TASK DIRECTIONS: When the string "edge" is part of a line in the data below, report the whole line.

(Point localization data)
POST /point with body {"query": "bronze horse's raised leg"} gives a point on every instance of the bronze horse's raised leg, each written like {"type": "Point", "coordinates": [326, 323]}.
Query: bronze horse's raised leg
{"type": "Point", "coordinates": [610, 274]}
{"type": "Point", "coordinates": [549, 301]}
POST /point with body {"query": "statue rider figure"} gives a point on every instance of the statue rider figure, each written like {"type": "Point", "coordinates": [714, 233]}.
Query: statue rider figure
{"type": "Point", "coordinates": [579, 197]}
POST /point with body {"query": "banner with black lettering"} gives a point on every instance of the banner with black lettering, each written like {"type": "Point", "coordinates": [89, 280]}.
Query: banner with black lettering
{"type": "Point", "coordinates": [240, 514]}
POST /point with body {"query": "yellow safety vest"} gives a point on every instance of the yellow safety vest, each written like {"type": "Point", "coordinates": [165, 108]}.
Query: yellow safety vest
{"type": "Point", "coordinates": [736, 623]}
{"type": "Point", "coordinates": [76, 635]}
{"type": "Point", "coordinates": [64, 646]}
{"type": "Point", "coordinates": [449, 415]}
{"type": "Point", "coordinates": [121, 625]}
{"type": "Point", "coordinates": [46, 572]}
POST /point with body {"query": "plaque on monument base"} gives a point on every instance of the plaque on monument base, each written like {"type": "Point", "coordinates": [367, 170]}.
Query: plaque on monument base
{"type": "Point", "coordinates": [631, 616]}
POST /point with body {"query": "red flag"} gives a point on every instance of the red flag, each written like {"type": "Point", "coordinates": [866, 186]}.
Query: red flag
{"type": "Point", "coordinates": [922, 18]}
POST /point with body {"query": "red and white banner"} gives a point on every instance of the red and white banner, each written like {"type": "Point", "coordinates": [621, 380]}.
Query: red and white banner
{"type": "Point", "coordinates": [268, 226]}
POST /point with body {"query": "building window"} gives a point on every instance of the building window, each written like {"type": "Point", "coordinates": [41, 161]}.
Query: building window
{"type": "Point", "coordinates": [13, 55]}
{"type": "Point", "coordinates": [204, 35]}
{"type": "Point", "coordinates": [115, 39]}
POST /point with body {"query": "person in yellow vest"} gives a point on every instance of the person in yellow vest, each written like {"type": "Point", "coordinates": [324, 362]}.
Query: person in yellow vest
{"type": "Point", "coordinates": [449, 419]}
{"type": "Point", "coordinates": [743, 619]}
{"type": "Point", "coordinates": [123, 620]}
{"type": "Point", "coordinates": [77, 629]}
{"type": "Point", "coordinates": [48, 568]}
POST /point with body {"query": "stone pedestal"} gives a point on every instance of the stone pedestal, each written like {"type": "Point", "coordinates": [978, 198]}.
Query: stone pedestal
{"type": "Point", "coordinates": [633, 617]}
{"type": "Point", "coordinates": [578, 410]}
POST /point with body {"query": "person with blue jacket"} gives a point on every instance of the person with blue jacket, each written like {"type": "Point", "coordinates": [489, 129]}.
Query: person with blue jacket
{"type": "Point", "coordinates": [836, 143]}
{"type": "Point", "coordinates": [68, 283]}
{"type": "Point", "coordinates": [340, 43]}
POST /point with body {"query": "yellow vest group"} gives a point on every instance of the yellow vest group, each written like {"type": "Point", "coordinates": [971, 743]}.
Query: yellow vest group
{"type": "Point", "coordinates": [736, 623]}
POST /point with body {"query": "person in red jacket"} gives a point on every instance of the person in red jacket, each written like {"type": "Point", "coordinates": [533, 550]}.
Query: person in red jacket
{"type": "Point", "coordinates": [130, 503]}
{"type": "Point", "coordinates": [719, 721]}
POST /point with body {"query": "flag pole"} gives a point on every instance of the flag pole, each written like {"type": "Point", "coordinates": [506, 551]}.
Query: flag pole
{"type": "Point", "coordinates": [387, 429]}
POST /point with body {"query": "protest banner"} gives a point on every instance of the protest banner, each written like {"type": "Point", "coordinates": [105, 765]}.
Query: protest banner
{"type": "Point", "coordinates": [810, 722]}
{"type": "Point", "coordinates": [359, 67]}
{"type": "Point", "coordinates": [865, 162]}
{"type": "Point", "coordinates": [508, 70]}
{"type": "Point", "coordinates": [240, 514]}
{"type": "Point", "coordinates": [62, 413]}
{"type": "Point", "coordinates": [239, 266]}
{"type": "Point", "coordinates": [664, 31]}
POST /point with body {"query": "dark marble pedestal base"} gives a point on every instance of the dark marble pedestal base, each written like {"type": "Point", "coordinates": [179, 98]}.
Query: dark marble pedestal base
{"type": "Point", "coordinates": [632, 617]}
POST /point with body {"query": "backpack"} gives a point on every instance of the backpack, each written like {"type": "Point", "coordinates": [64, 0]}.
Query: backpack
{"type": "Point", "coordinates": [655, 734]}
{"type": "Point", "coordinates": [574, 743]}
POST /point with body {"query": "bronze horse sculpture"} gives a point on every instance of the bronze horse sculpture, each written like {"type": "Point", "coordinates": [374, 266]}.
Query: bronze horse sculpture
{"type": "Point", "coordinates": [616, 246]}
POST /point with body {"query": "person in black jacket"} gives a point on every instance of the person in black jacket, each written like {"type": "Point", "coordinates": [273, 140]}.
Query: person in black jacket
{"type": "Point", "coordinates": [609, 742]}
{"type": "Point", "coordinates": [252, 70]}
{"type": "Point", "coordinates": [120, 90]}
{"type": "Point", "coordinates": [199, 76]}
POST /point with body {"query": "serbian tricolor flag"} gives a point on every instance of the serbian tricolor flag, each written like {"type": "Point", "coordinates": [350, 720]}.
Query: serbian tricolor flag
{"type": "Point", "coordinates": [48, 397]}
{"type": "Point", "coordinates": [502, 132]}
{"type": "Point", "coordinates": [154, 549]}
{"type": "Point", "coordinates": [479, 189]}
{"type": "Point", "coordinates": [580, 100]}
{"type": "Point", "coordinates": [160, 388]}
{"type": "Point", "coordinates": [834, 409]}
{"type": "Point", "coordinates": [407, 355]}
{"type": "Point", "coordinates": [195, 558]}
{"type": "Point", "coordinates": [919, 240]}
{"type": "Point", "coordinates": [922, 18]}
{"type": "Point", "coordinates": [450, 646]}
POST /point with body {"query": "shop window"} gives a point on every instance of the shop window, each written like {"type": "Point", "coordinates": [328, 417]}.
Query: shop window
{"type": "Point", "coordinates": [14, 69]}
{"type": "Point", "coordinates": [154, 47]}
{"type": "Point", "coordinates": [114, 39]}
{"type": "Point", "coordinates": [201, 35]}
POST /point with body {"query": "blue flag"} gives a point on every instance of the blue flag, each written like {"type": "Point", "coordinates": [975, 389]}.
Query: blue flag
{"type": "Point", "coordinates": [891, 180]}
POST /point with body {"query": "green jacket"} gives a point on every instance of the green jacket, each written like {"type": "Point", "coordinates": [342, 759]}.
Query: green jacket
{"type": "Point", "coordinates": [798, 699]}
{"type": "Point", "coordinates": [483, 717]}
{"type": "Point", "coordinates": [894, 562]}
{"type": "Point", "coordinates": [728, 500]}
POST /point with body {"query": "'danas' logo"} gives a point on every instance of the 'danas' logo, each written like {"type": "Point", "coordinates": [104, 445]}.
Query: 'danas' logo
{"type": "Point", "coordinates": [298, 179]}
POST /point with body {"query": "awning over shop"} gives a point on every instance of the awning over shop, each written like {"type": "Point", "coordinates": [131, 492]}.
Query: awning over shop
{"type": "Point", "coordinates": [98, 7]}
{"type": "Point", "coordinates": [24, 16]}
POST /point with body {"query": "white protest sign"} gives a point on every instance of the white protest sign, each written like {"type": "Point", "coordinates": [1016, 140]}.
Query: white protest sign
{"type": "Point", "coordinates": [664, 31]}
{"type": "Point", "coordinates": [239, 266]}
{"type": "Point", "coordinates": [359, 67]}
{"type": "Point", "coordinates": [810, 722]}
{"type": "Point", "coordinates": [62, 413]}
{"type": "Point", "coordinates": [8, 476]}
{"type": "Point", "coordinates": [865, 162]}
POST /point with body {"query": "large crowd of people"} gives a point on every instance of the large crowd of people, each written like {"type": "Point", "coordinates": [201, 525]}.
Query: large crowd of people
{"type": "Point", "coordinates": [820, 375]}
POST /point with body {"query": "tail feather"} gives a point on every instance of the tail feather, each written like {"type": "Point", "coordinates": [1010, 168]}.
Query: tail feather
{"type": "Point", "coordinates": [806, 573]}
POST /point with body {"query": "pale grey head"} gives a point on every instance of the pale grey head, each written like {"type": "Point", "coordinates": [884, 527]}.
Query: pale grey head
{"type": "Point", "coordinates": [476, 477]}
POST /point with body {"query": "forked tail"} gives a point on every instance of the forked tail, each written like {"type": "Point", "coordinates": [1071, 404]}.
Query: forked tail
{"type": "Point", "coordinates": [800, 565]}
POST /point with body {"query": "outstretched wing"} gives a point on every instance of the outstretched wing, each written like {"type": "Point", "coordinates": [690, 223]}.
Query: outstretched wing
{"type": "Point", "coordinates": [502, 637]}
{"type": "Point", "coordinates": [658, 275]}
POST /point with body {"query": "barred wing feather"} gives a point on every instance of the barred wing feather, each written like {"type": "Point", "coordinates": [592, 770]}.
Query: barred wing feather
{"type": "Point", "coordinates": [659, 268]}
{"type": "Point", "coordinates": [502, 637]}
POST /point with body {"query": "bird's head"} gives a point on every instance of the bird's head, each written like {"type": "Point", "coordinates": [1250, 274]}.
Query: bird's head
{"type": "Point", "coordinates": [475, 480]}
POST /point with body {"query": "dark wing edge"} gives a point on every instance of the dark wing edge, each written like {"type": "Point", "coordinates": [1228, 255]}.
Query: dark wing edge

ANSWER TO THE EXERCISE:
POST /point with body {"query": "dark wing edge"} gives a point on every instance of the dark wing edge, each written like {"type": "Point", "coordinates": [1228, 255]}.
Query: dark wing edge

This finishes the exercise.